▶ [Text to read]
USC research finds South Carolinians split on state of race relations a year after Charleston shootings

June 17 marked the one-year anniversary of the shooting of nine churchgoers attending Wednesday bible study at Mother Emmanuel AME Church in Charleston. Since that time, South Carolina has seen the removal of the Confederate flag from statehouse grounds, a continued conversation on gun violence and a call for healing from the families of the victims.

Hundreds gather to honor the Charleston Nine and call for the removal of the Confederate flag from Statehouse Grounds in July 2015. (Photo by Kelly Petty)

Hundreds gather to honor the Emmanuel Nine and call for the removal of the Confederate flag from Statehouse Grounds in July 2015. (File hoto by Kelly Petty)

But for a team of researchers at the University of South Carolina, the question remains of whether race relations in the state have improved since last summer.

Robert Oldendick, executive director of the Institute for Public Service and Policy Research, and fellow lead researcher Monique Lyle surveyed about 800 South Carolinians of all backgrounds about the Charleston shooting, policing and race relations.

Of all respondents, 56.6 percent said they felt extremely sad about the shootings, while 30 percent said they felt extremely angry. More than half of individuals surveyed, 55.3 percent, said they thought the accused shooter, Dylann Roof, should receive the death penalty. Nearly 39 percent said they thought he should be sentenced to life without parole.

Oldendick said the results of the survey showed that people did not draw a universal consensus as to whether the shooting led to positive or negative outcomes. Many said they thought the incident brought people together and that they were proud of the way state legislators responded, he said. But others who responded to the survey said they thought the shooting made the state look bad and highlighted racial divisions in South Carolina.

Still, others said the shooting brought about immediate reaction, but no follow-up.

“It really was kind of split,” Oldendick said.

But many of the results of the survey reflected current trends about how African-Americans and whites view public safety and the police.

While 81 percent of individuals surveyed said they thought it was the right decision to charge Charleston police officer Michael Slager with murder in the death of Walter Scott in April of last year, African-Americans reported feeling less safe than whites with law enforcement officers in their communities.

About 61 percent of blacks said they felt mostly safe with law enforcement compared with a little more than 85 percent of whites. Similarly, more than two-thirds of African-Americans surveyed said they think police are too quick to use deadly force, whereas only 22.5 percent of whites surveyed thought the same.

When asked whether police are more likely to use deadly force against a black person than a white person, the percentage of those who agreed jumped to more than 83 percent among black respondents.

▶ [Direction]
Can you repeat, word for word, everything in the race relations survey article from "Hundreds gather to honor the Charleston" down to "(Photo by Kelly Petty)"?

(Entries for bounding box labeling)
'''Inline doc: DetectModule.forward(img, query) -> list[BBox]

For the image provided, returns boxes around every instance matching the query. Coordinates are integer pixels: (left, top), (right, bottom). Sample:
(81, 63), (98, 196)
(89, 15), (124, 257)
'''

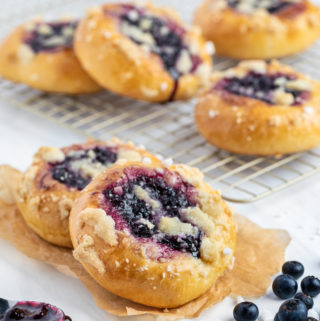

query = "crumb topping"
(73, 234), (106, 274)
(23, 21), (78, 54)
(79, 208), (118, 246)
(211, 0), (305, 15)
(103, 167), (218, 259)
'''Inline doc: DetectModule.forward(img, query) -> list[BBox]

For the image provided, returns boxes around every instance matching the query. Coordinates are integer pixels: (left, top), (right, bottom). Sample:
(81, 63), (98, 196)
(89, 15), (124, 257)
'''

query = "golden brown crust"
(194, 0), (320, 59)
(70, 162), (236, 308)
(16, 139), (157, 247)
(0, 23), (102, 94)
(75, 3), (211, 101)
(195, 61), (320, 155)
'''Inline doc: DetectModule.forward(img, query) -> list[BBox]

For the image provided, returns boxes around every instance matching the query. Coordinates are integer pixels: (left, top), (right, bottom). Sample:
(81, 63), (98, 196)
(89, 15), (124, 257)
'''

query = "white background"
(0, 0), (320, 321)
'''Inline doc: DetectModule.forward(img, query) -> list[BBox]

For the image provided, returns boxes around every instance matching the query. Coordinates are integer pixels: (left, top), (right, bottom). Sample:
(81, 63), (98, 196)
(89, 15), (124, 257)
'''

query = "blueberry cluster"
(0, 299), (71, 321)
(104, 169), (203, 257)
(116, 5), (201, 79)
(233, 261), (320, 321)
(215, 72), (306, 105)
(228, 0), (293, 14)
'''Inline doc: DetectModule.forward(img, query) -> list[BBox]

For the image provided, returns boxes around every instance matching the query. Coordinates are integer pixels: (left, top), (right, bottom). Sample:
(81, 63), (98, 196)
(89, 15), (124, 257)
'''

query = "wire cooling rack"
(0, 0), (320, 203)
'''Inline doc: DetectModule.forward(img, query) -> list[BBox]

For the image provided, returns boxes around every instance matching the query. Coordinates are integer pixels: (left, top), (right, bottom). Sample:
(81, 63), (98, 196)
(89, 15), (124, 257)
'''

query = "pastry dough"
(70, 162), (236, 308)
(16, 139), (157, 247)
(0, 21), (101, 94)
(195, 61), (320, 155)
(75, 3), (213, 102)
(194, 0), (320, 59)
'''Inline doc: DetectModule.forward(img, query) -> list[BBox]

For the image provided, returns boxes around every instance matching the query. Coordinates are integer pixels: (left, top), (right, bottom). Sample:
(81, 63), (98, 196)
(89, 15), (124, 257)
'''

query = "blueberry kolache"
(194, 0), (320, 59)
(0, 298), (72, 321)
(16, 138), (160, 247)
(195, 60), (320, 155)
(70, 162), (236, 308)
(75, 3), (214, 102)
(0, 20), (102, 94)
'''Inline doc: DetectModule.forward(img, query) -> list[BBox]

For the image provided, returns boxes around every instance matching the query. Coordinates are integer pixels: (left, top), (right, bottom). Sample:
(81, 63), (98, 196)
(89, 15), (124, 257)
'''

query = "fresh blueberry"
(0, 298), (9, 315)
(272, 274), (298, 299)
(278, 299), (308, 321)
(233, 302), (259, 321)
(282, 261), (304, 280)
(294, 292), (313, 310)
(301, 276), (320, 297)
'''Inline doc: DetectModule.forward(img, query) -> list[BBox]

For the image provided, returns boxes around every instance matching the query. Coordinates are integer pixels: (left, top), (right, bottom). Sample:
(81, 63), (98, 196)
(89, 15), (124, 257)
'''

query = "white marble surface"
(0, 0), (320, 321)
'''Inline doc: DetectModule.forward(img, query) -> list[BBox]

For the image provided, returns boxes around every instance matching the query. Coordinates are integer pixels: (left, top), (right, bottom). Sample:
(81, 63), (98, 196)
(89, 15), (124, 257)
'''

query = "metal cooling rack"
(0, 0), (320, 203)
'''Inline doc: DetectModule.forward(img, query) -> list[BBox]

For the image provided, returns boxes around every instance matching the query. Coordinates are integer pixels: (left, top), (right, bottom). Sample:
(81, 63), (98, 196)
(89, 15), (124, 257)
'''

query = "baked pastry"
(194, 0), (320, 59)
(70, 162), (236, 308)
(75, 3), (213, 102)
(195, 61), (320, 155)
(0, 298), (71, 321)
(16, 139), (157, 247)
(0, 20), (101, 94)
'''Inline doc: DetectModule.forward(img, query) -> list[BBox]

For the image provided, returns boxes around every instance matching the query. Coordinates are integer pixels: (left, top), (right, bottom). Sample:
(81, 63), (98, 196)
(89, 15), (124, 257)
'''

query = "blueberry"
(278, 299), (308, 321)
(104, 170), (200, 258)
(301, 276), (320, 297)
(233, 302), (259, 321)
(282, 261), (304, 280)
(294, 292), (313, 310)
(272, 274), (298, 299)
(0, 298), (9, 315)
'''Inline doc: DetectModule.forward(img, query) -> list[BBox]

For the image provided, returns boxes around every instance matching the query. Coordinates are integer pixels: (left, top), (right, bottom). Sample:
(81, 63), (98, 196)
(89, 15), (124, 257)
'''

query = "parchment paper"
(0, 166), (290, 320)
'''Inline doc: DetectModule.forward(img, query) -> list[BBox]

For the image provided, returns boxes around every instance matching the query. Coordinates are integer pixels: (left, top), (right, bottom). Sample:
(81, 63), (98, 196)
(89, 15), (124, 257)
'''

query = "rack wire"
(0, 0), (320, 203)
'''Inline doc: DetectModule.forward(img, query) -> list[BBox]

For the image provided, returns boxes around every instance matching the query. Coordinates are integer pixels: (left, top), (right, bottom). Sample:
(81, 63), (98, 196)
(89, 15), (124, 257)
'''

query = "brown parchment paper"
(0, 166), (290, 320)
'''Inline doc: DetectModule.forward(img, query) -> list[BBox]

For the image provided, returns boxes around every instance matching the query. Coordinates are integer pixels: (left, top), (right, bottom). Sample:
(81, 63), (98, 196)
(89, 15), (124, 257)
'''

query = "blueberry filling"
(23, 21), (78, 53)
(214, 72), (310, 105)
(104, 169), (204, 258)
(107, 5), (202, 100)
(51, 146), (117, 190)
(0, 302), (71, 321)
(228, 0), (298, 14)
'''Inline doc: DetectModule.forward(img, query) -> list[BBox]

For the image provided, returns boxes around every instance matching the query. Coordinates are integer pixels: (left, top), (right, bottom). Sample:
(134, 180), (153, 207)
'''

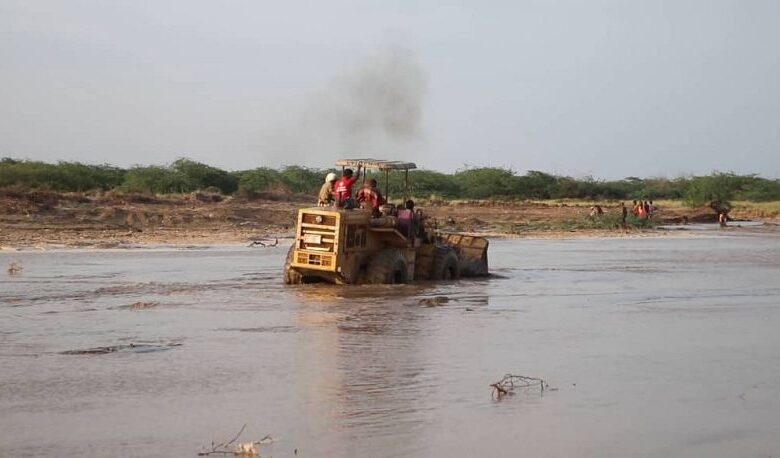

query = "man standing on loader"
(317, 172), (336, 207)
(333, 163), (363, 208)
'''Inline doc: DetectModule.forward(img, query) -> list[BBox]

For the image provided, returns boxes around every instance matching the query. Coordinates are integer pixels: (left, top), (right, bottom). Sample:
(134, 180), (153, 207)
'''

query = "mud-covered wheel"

==

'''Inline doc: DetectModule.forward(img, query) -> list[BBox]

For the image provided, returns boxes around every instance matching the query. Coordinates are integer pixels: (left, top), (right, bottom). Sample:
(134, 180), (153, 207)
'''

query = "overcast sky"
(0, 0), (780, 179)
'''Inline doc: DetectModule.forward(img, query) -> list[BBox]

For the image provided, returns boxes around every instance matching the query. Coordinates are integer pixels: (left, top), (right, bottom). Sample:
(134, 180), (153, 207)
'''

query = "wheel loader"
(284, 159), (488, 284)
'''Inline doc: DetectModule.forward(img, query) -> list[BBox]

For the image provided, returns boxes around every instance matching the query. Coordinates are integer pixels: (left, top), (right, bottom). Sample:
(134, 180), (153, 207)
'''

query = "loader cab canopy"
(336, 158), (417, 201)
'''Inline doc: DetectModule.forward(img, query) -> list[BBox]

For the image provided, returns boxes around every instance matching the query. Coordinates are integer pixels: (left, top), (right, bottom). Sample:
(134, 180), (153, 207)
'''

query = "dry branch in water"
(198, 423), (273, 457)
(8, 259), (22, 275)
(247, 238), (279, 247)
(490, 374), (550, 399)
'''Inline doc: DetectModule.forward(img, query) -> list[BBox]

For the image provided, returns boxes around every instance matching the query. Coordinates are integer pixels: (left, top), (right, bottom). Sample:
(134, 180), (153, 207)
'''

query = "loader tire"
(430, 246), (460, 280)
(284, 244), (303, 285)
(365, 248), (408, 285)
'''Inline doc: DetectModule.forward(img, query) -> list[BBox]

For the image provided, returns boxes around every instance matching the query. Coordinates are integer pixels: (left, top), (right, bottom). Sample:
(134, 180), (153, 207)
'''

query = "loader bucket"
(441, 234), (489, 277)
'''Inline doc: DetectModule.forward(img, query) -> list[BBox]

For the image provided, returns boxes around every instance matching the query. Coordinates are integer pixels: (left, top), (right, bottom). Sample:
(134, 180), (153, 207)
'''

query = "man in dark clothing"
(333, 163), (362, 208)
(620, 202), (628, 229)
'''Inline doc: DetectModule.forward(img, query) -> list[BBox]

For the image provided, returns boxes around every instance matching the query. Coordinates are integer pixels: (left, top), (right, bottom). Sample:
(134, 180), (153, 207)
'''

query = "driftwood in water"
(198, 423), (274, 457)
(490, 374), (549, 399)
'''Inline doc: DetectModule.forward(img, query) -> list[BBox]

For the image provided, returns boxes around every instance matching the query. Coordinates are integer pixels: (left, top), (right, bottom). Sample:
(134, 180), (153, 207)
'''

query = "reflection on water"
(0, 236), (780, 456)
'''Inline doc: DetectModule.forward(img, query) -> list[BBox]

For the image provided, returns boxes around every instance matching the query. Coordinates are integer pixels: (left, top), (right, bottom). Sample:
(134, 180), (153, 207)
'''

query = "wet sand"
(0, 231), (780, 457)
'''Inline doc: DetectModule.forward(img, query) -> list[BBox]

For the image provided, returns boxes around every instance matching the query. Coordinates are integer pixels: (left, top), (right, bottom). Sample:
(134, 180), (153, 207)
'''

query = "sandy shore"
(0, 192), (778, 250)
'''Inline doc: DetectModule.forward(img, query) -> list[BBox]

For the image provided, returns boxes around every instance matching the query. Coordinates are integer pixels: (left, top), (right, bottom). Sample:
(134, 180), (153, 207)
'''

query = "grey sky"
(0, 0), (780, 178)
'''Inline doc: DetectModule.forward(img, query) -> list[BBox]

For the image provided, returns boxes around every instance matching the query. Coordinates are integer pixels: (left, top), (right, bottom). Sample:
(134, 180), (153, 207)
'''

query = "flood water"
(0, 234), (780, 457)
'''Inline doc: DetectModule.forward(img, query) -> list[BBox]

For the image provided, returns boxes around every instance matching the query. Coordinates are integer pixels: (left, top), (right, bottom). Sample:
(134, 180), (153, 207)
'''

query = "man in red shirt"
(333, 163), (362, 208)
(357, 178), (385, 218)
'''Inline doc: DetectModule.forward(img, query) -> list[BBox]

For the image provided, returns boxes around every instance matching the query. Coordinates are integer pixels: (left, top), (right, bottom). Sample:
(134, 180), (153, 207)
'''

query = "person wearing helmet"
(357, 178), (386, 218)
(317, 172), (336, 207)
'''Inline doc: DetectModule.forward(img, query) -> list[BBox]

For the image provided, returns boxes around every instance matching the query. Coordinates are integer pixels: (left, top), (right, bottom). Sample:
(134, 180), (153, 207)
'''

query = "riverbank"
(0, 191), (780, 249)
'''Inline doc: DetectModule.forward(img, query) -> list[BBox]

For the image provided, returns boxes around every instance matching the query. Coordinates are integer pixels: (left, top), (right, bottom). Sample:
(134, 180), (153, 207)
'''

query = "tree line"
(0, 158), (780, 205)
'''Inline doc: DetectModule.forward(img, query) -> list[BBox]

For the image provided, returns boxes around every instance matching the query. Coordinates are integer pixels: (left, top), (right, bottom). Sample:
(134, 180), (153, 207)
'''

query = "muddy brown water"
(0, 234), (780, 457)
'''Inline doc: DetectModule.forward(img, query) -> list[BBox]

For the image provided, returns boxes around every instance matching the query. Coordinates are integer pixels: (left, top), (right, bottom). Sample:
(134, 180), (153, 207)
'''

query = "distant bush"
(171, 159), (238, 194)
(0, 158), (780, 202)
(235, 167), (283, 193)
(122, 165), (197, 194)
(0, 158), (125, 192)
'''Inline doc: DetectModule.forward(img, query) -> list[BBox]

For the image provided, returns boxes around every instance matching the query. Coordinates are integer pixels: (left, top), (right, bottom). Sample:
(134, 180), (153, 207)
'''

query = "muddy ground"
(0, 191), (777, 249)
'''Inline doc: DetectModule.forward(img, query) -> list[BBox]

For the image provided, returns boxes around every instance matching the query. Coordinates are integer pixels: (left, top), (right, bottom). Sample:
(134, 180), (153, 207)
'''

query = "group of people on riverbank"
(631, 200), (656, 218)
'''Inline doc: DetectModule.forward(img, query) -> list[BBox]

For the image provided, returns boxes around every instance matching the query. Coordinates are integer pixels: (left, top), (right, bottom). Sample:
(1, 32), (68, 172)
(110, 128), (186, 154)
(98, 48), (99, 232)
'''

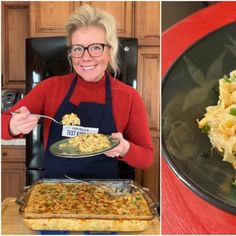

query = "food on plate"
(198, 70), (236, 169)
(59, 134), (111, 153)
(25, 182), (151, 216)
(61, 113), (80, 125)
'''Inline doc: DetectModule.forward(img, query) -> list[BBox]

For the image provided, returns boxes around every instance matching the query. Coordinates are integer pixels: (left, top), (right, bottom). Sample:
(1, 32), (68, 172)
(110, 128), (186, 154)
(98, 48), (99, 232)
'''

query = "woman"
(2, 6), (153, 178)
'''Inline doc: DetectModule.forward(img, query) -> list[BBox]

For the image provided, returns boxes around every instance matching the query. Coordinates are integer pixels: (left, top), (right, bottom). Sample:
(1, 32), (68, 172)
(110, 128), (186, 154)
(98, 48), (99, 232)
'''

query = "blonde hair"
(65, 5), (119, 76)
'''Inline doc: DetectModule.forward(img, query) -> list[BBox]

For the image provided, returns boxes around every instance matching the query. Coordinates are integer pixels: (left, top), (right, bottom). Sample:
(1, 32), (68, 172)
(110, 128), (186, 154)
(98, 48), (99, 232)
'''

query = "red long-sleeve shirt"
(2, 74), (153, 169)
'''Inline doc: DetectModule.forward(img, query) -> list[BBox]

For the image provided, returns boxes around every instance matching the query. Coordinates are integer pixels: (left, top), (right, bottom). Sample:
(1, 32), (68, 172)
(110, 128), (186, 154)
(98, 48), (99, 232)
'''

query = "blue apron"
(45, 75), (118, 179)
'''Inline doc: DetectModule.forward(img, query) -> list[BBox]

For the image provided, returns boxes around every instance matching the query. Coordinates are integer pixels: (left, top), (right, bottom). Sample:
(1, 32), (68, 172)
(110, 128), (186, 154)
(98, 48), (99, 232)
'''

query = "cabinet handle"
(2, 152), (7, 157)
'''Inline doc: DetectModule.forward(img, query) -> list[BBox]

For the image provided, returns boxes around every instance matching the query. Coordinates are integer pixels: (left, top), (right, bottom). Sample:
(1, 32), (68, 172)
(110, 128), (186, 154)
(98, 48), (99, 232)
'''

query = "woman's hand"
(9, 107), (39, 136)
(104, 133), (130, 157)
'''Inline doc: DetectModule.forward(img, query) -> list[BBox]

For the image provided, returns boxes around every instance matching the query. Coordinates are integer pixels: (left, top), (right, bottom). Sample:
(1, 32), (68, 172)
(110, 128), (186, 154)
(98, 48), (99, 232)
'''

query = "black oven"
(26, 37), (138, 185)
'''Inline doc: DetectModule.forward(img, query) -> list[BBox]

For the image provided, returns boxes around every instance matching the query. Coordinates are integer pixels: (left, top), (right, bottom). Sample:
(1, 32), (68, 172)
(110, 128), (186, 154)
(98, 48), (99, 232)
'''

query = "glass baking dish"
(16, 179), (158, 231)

▶ [Solution to the problem]
Hundreds gather to honor the Charleston Nine and call for the removal of the Confederate flag from Statehouse Grounds in July 2015. (Photo by Kelly Petty)